THE TASK. List every line in the records that contains the string "left".
▬▬▬▬▬▬▬▬▬▬
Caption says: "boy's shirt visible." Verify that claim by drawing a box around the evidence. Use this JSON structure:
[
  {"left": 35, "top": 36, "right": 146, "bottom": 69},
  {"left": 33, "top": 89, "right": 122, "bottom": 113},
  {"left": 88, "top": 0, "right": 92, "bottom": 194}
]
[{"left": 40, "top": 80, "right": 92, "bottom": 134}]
▬▬▬▬▬▬▬▬▬▬
THE RESULT.
  {"left": 35, "top": 36, "right": 146, "bottom": 69},
  {"left": 33, "top": 89, "right": 122, "bottom": 113},
  {"left": 88, "top": 0, "right": 92, "bottom": 194}
[{"left": 40, "top": 80, "right": 92, "bottom": 134}]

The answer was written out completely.